• _Exercise directions_
Convert the material below into a JSON list of strings, with each line as one string and blank lines omitted.

================================

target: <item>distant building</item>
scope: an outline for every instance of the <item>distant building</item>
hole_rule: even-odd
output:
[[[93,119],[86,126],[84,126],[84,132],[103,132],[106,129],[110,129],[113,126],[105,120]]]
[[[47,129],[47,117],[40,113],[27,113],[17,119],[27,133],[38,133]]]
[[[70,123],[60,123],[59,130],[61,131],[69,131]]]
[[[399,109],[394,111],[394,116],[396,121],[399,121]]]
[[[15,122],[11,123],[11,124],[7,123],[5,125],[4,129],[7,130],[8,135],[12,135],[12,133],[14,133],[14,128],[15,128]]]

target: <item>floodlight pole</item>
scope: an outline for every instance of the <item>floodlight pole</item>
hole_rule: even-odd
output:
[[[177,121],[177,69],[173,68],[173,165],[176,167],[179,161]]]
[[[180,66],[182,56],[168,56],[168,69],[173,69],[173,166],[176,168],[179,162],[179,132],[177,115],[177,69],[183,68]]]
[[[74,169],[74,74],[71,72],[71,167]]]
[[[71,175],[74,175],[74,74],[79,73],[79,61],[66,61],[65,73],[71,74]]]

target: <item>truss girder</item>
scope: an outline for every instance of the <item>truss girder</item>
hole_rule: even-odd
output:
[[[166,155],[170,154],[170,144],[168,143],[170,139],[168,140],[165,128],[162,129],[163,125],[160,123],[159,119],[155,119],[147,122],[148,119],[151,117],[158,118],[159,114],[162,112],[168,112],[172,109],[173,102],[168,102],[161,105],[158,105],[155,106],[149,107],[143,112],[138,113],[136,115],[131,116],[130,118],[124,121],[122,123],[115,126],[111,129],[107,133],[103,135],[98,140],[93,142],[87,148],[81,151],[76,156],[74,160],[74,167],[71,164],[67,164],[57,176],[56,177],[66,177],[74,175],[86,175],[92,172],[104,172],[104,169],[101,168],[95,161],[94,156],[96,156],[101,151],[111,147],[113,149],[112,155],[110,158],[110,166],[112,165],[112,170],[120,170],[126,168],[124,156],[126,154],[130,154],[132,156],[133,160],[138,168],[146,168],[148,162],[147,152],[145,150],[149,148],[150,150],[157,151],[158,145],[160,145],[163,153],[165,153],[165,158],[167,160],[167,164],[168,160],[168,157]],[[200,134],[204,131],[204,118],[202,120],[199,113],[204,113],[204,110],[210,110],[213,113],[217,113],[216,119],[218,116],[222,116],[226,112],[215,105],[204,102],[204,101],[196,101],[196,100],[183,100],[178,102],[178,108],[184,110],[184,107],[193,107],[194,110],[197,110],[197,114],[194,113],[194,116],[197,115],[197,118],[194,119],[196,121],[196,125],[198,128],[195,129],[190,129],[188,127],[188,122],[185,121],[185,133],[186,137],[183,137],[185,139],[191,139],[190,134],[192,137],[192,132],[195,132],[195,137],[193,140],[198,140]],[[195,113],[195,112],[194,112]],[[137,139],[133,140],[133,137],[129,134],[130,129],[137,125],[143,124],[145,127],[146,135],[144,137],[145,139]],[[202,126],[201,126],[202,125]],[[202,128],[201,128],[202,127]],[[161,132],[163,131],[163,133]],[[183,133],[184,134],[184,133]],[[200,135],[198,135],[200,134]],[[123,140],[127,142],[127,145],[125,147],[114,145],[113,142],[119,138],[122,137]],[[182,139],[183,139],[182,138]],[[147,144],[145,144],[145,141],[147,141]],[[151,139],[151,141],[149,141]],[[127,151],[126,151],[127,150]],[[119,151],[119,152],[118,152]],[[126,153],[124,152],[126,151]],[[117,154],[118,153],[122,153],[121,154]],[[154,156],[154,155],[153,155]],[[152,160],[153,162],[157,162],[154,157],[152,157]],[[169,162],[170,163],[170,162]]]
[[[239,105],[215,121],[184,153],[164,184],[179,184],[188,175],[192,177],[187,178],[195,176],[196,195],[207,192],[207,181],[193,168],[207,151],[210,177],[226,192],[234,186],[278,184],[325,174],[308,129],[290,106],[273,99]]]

================================

• _Final result_
[
  "target: <item>distant building</item>",
  "scope: an outline for every instance of the <item>distant building</item>",
  "hole_rule: even-odd",
  "output:",
  "[[[93,119],[86,126],[84,126],[84,132],[103,132],[106,129],[110,129],[113,126],[105,120]]]",
  "[[[47,129],[47,117],[40,113],[27,113],[17,119],[27,133],[38,133]]]",
  "[[[70,123],[60,123],[59,130],[61,131],[69,131]]]",
  "[[[399,109],[394,111],[394,116],[396,121],[399,121]]]",
  "[[[15,122],[11,123],[11,124],[7,123],[5,125],[4,129],[7,130],[8,135],[12,135],[12,133],[14,133],[14,128],[15,128]]]",
  "target: <item>floodlight pole</item>",
  "scope: an outline for every instance of the <item>floodlight pole</item>",
  "hole_rule: even-odd",
  "output:",
  "[[[177,121],[177,69],[173,68],[173,165],[176,167],[179,161]]]",
  "[[[180,66],[182,56],[168,56],[168,69],[173,69],[173,166],[176,168],[179,162],[179,132],[177,115],[177,69],[183,68]]]",
  "[[[74,169],[74,74],[71,72],[71,167]]]",
  "[[[71,175],[74,175],[74,74],[79,73],[79,61],[66,61],[65,73],[71,74]]]",
  "target: <item>truss girder</item>",
  "scope: an outline for every instance of the <item>truss girder</item>",
  "hole_rule: even-odd",
  "output:",
  "[[[166,155],[170,154],[170,144],[168,143],[170,139],[168,140],[165,128],[162,129],[163,125],[160,123],[159,119],[155,119],[147,122],[148,119],[151,117],[158,118],[159,114],[162,112],[168,112],[172,109],[173,102],[168,102],[161,105],[158,105],[155,106],[149,107],[143,112],[138,113],[136,115],[131,116],[130,118],[124,121],[122,123],[115,126],[111,129],[107,133],[103,135],[98,140],[93,142],[87,148],[81,151],[76,156],[74,160],[74,167],[71,164],[67,164],[57,176],[56,177],[66,177],[74,175],[86,175],[92,172],[104,172],[104,169],[101,168],[95,161],[94,156],[96,156],[101,151],[111,147],[113,149],[112,155],[110,158],[110,166],[112,165],[112,170],[120,170],[126,168],[124,156],[126,154],[130,154],[132,156],[133,160],[138,168],[146,168],[148,162],[147,152],[145,150],[149,148],[150,150],[157,151],[158,145],[160,145],[163,153],[165,153],[165,158],[167,160],[167,164],[168,160],[168,157]],[[200,134],[204,131],[204,118],[202,120],[199,113],[204,113],[204,110],[210,110],[213,113],[217,113],[216,119],[218,116],[222,116],[226,112],[215,105],[204,102],[204,101],[196,101],[196,100],[183,100],[178,102],[178,108],[184,110],[184,107],[193,107],[194,110],[197,110],[197,114],[194,113],[194,116],[197,115],[197,118],[194,119],[196,121],[196,125],[198,128],[195,129],[190,129],[188,127],[188,122],[185,121],[185,133],[186,137],[183,137],[185,139],[191,139],[190,134],[192,137],[192,132],[195,132],[195,137],[193,140],[198,140]],[[195,113],[195,112],[194,112]],[[137,139],[133,140],[133,137],[129,134],[130,129],[137,125],[143,124],[145,127],[146,135],[144,137],[145,139]],[[202,126],[201,126],[202,125]],[[202,128],[201,128],[202,127]],[[161,132],[163,131],[163,133]],[[183,133],[184,134],[184,133]],[[200,135],[198,135],[200,134]],[[123,140],[127,142],[127,145],[125,147],[114,145],[113,142],[119,138],[122,137]],[[182,139],[183,139],[182,138]],[[147,144],[145,144],[145,141],[147,141]],[[151,139],[151,141],[149,141]],[[127,151],[126,151],[127,150]],[[119,151],[119,152],[118,152]],[[126,153],[124,152],[126,151]],[[117,154],[118,153],[122,153],[121,154]],[[154,156],[154,155],[153,155]],[[152,160],[153,162],[157,162],[154,157],[152,157]],[[169,162],[170,163],[170,162]]]",
  "[[[239,105],[215,121],[184,153],[164,184],[179,184],[188,175],[192,177],[187,178],[195,176],[196,195],[207,192],[207,181],[193,168],[207,151],[210,177],[226,192],[234,186],[278,184],[325,174],[308,129],[290,106],[273,99]]]"
]